• **DIRECTIONS**
In the passage on the cosmic radiation, which satellite experiment confirmed the Planck formula prediction in 1990?

• **SOURCE TEXT**
>>>
Book Read Free

Many Worlds in One: The Search for Other Universes

Page 5

by Vilenkin, Alex


  Penzias and Wilson measured the intensity of the radiation at a single frequency (to which their antenna was tuned), while the theory predicted that the radiation should be spread over a range of frequencies, with the intensity following a simple formula derived by Max Planck at the turn of the twentieth century. This prediction was spectacularly confirmed in 1990 by the Cosmic Background Explorer (COBE) satellite experiment, which found agreement with the Planck formula at the level of one part in 10,000.

  The discovery of the cosmic radiation was no doubt an epoch-making event in cosmology. This tangible relic of the primeval fireball gives us faith that we have not dreamed it all up, that there was indeed a hot early universe some 14 billion years ago. Penzias and Wilson received the 1978 Nobel Prize “for their discovery of cosmic microwave background radiation.” No prize for its theoretical prediction has ever been awarded.
<<<
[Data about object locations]
>>>
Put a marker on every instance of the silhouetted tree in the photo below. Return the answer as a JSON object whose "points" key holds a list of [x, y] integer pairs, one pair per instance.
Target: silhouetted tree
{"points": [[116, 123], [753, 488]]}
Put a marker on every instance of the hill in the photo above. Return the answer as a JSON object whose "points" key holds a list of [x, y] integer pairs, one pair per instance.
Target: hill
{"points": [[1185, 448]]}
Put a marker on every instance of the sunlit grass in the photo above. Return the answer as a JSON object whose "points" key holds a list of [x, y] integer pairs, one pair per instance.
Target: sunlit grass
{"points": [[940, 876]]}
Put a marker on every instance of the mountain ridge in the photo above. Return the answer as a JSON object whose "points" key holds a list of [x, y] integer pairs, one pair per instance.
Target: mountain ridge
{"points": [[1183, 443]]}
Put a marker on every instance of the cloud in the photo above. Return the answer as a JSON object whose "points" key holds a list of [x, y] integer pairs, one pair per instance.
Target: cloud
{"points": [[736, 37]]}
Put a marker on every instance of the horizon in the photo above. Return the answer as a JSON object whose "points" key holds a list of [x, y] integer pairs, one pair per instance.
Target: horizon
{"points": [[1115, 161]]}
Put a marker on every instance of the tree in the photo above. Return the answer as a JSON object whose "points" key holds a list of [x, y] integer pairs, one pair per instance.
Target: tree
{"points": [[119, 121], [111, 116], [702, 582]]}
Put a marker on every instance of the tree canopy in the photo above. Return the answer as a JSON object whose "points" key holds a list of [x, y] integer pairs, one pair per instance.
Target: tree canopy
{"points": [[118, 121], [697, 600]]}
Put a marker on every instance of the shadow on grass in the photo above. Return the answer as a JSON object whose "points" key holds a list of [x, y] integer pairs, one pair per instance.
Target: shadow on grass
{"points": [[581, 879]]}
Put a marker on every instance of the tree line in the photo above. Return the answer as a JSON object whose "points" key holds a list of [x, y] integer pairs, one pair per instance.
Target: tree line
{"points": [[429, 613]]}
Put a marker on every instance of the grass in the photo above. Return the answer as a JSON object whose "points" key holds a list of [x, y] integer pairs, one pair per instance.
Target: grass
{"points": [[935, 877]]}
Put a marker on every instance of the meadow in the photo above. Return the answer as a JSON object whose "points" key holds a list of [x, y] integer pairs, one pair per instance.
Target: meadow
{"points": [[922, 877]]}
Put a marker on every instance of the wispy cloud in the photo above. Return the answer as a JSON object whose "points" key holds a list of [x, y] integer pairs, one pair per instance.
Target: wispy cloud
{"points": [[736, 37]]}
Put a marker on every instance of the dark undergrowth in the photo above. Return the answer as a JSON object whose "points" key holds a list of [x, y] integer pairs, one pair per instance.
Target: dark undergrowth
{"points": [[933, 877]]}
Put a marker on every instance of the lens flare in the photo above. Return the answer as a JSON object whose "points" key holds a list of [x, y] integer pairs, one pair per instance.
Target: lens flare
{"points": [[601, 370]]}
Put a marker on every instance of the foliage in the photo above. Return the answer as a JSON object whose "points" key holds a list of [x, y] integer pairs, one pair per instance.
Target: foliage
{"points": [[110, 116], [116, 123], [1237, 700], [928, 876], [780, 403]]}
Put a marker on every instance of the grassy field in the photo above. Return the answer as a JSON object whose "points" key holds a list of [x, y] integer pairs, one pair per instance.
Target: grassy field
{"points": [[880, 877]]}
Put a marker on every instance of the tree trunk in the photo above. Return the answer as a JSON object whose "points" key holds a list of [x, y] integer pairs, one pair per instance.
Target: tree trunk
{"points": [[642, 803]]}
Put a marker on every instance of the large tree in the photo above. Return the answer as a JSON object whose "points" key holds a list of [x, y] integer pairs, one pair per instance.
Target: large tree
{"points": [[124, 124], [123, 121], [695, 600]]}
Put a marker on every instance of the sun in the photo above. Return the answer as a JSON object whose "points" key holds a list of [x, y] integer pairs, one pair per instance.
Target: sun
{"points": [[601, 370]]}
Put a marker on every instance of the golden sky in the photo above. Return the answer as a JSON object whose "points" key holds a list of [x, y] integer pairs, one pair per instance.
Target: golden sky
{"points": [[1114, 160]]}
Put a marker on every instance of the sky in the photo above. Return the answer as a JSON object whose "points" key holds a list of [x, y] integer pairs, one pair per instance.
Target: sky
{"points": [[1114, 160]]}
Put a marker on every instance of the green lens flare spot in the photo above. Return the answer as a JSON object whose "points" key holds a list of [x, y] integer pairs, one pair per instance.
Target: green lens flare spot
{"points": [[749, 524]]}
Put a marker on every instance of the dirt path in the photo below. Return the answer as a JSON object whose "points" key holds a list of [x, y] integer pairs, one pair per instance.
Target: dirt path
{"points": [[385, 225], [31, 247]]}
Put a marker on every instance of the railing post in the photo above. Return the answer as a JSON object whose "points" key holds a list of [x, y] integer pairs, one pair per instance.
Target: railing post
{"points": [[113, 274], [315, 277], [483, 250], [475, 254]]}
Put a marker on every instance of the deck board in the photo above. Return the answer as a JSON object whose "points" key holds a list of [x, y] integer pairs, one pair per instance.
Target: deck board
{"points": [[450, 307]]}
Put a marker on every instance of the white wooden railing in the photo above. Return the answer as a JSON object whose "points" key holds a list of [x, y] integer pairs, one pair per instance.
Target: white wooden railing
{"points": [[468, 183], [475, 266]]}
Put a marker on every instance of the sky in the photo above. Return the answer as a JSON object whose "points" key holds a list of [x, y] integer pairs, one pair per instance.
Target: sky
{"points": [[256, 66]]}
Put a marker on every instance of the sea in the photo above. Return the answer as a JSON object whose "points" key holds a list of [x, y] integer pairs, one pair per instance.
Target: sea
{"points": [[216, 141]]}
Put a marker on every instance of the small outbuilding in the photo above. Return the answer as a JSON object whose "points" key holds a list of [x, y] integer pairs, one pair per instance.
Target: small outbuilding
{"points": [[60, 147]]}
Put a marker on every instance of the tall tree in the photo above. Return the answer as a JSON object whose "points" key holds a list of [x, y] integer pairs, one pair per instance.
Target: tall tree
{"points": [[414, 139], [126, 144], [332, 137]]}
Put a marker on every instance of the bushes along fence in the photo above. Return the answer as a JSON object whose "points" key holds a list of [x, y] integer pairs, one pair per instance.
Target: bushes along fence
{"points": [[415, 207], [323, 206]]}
<<<
• **THE REPLY**
The Cosmic Background Explorer (COBE) satellite experiment.